▶ [What to work on]
Count the lines in the records below that contain the word "clock", and reply with only that number.
--- Dataset entries Enclosed Below ---
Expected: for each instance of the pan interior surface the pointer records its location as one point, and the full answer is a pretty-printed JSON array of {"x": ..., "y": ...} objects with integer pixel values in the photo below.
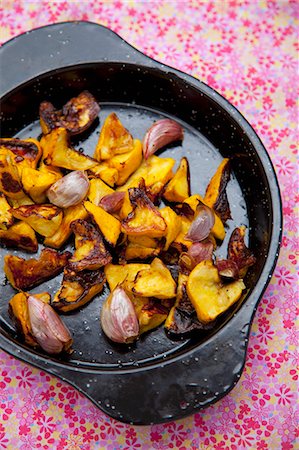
[{"x": 139, "y": 96}]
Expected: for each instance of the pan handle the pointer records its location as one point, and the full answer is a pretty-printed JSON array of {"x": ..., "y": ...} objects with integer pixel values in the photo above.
[{"x": 61, "y": 45}]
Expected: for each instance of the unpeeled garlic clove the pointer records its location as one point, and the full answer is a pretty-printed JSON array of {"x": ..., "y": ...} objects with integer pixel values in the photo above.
[
  {"x": 118, "y": 317},
  {"x": 161, "y": 133},
  {"x": 69, "y": 190},
  {"x": 47, "y": 327}
]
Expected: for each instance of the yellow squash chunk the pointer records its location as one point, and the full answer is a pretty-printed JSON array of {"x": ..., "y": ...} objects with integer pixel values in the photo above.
[
  {"x": 208, "y": 295},
  {"x": 97, "y": 190},
  {"x": 108, "y": 174},
  {"x": 44, "y": 219},
  {"x": 114, "y": 139},
  {"x": 64, "y": 231},
  {"x": 116, "y": 274},
  {"x": 178, "y": 188},
  {"x": 77, "y": 289},
  {"x": 25, "y": 274},
  {"x": 6, "y": 218},
  {"x": 108, "y": 224},
  {"x": 90, "y": 253},
  {"x": 127, "y": 163},
  {"x": 145, "y": 219},
  {"x": 215, "y": 196},
  {"x": 218, "y": 230},
  {"x": 155, "y": 171},
  {"x": 55, "y": 145},
  {"x": 150, "y": 313},
  {"x": 10, "y": 183},
  {"x": 173, "y": 223},
  {"x": 36, "y": 183},
  {"x": 18, "y": 311},
  {"x": 154, "y": 282},
  {"x": 27, "y": 152},
  {"x": 19, "y": 235}
]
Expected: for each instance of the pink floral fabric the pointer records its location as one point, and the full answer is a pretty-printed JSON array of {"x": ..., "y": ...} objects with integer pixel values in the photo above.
[{"x": 248, "y": 51}]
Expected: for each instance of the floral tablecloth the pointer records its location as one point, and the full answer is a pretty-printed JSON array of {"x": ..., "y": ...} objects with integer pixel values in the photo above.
[{"x": 248, "y": 51}]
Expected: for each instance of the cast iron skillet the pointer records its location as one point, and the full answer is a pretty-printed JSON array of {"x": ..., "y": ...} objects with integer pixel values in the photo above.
[{"x": 158, "y": 379}]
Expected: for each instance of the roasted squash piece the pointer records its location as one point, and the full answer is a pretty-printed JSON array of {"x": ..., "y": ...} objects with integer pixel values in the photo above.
[
  {"x": 218, "y": 230},
  {"x": 145, "y": 219},
  {"x": 150, "y": 313},
  {"x": 19, "y": 314},
  {"x": 215, "y": 196},
  {"x": 173, "y": 223},
  {"x": 178, "y": 188},
  {"x": 25, "y": 274},
  {"x": 114, "y": 139},
  {"x": 10, "y": 183},
  {"x": 44, "y": 219},
  {"x": 36, "y": 183},
  {"x": 55, "y": 145},
  {"x": 27, "y": 152},
  {"x": 19, "y": 235},
  {"x": 155, "y": 171},
  {"x": 77, "y": 289},
  {"x": 209, "y": 296},
  {"x": 182, "y": 318},
  {"x": 90, "y": 253},
  {"x": 153, "y": 282},
  {"x": 64, "y": 231},
  {"x": 127, "y": 163},
  {"x": 76, "y": 115},
  {"x": 108, "y": 174},
  {"x": 116, "y": 274},
  {"x": 97, "y": 190},
  {"x": 108, "y": 224},
  {"x": 6, "y": 218}
]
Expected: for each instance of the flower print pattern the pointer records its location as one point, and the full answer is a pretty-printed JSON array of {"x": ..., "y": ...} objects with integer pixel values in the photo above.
[{"x": 248, "y": 51}]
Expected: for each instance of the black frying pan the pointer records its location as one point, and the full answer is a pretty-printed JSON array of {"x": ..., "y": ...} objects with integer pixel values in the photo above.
[{"x": 157, "y": 379}]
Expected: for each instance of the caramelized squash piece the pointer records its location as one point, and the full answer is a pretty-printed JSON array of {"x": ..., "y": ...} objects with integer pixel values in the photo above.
[
  {"x": 218, "y": 230},
  {"x": 116, "y": 274},
  {"x": 145, "y": 219},
  {"x": 76, "y": 115},
  {"x": 108, "y": 224},
  {"x": 19, "y": 235},
  {"x": 178, "y": 188},
  {"x": 91, "y": 253},
  {"x": 36, "y": 183},
  {"x": 97, "y": 190},
  {"x": 215, "y": 196},
  {"x": 55, "y": 145},
  {"x": 25, "y": 274},
  {"x": 19, "y": 314},
  {"x": 127, "y": 163},
  {"x": 155, "y": 171},
  {"x": 209, "y": 296},
  {"x": 182, "y": 318},
  {"x": 114, "y": 139},
  {"x": 153, "y": 282},
  {"x": 150, "y": 313},
  {"x": 77, "y": 289},
  {"x": 6, "y": 218},
  {"x": 64, "y": 231},
  {"x": 44, "y": 219},
  {"x": 10, "y": 183},
  {"x": 27, "y": 152},
  {"x": 173, "y": 223}
]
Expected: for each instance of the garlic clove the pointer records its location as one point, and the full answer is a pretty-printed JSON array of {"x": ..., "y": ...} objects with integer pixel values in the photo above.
[
  {"x": 47, "y": 327},
  {"x": 161, "y": 133},
  {"x": 202, "y": 224},
  {"x": 69, "y": 190},
  {"x": 118, "y": 317}
]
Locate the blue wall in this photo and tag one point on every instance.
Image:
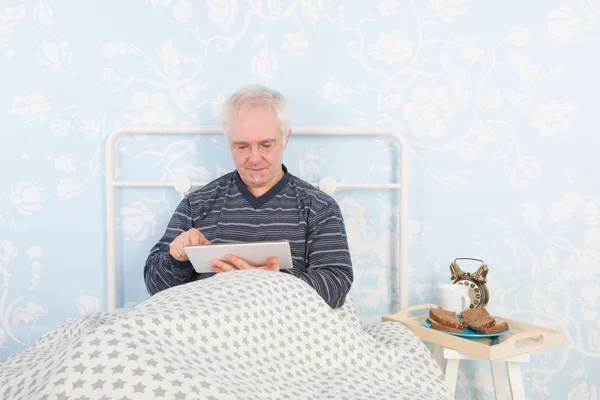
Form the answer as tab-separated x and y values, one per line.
497	101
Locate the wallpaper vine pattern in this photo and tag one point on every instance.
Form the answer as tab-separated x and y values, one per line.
497	100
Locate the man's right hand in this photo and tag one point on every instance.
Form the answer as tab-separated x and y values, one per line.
193	237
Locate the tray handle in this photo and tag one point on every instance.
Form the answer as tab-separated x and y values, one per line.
514	339
406	311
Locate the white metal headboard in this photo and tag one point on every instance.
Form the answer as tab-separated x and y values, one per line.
182	185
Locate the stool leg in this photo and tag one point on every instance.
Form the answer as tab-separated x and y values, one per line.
516	380
451	373
437	352
498	377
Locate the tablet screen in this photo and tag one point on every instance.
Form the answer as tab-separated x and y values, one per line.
254	253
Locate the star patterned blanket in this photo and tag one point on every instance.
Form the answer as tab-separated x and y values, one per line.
238	335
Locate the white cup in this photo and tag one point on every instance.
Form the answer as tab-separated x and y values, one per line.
454	297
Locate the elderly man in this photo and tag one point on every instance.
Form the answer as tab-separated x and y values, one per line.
258	201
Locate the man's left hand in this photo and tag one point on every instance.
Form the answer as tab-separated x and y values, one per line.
235	263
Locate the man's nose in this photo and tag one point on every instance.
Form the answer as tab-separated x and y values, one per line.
255	153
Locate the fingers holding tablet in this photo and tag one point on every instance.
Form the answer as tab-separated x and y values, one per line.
192	237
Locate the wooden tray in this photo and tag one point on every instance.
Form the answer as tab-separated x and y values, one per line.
523	338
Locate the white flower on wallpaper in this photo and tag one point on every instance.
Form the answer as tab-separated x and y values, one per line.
388	8
54	55
562	24
62	163
526	172
170	57
295	43
67	188
335	92
265	63
9	252
87	304
35	253
469	151
552	117
518	35
26	197
523	66
137	222
150	109
564	208
223	13
310	11
461	86
43	13
309	163
183	11
591	211
31	106
392	48
429	111
449	10
30	313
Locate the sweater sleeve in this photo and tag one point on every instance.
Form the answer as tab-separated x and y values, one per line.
329	269
162	270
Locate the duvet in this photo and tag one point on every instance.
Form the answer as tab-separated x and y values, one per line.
238	335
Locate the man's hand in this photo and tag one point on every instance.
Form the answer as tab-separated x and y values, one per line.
235	263
193	237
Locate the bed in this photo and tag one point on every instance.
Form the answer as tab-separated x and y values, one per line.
239	335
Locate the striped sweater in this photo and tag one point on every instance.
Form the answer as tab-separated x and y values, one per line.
226	211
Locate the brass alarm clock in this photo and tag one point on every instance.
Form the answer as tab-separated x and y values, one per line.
476	282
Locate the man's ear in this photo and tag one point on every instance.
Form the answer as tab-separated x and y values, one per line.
286	139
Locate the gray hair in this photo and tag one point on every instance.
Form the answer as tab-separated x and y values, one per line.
252	96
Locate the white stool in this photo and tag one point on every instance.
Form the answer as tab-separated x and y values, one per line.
513	366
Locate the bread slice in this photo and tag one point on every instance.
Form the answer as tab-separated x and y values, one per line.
478	319
499	327
444	328
445	318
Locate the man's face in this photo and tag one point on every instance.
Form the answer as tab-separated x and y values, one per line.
257	147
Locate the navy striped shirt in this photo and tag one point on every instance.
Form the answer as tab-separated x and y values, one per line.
226	211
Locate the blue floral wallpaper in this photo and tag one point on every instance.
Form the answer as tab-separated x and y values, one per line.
497	100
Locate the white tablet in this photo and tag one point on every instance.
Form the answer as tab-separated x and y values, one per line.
254	253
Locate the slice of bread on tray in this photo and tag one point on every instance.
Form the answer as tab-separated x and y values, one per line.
480	320
477	319
444	320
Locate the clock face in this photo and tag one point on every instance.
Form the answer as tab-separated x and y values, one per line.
476	293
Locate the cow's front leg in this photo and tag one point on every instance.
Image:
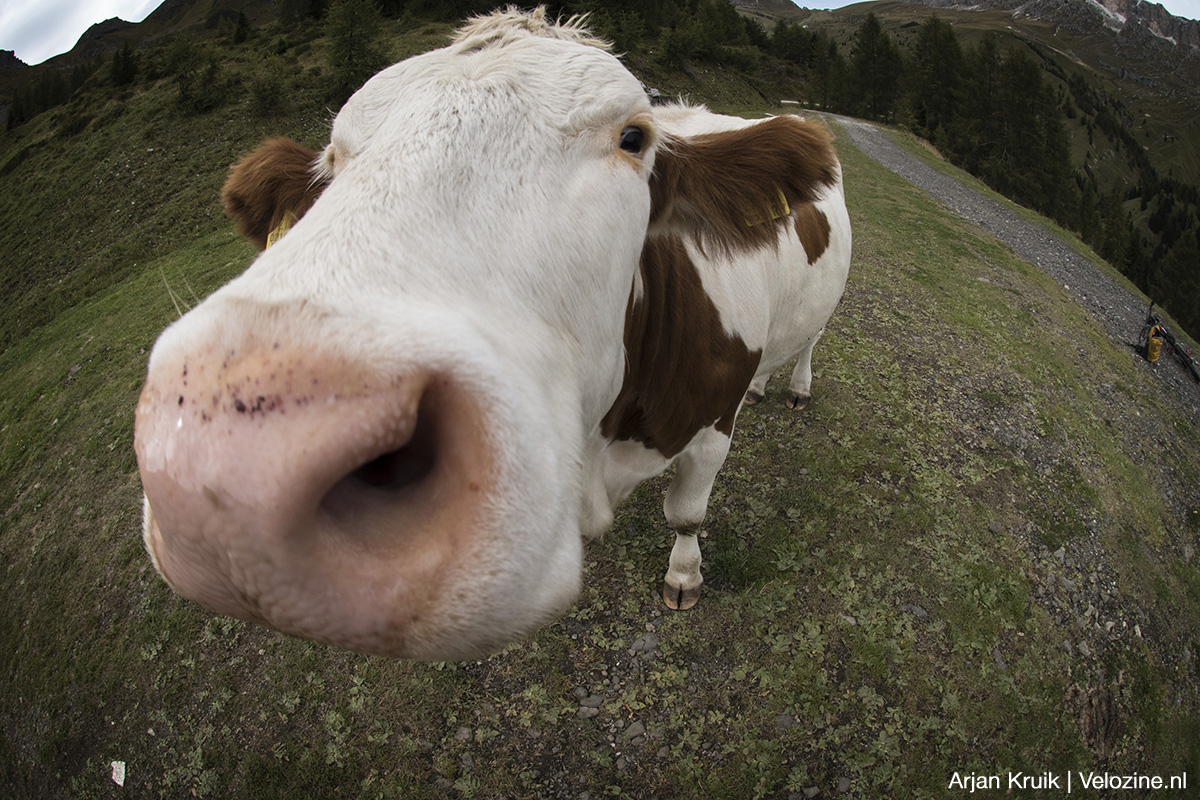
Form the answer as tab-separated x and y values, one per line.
685	504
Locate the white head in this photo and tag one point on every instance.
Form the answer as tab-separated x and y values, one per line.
375	435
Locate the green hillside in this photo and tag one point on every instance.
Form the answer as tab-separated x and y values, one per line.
975	554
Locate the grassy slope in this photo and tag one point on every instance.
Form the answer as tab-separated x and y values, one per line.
882	601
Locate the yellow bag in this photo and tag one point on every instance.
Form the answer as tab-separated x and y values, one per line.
1155	346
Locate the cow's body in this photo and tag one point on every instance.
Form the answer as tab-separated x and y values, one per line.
519	290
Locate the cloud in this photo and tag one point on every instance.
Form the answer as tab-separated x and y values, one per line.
40	29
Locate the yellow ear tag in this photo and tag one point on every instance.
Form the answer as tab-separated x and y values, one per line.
774	211
282	228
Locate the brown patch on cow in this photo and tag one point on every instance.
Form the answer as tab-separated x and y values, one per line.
683	372
714	186
813	228
263	187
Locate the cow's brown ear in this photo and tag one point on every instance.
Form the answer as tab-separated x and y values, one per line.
735	188
277	179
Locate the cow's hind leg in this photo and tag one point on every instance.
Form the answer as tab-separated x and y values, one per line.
757	389
801	390
685	504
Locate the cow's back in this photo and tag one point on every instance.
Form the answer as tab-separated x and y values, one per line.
777	300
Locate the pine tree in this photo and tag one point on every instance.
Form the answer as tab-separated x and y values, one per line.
124	67
354	50
875	68
936	77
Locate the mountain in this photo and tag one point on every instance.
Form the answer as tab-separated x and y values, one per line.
1084	16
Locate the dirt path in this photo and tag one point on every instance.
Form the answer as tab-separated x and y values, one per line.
1120	313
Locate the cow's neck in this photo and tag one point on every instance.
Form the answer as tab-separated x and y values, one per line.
683	371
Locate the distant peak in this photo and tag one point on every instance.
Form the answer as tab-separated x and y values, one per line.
105	28
9	59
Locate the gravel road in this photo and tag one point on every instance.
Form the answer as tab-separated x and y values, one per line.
1120	313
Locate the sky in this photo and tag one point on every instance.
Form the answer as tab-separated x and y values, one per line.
40	29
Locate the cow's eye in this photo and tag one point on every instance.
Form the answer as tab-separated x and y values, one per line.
633	139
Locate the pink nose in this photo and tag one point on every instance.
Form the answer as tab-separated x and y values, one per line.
312	493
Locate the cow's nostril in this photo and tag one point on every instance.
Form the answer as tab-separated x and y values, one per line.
402	474
399	468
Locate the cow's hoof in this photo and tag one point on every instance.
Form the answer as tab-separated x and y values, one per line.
679	599
797	402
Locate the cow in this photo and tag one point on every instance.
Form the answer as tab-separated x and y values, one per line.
509	290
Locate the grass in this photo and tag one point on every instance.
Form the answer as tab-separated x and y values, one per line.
885	606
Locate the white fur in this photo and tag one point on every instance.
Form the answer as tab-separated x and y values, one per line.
481	222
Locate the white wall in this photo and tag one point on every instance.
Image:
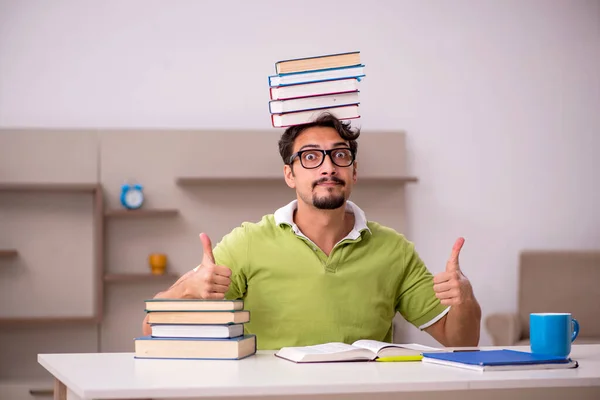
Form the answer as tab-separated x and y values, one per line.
500	100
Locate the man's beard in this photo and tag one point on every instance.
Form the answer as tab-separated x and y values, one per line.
328	203
332	201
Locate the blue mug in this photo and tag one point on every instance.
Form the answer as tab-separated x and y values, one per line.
--- End of Enclosed Dataset entries ---
▶ [Response]
2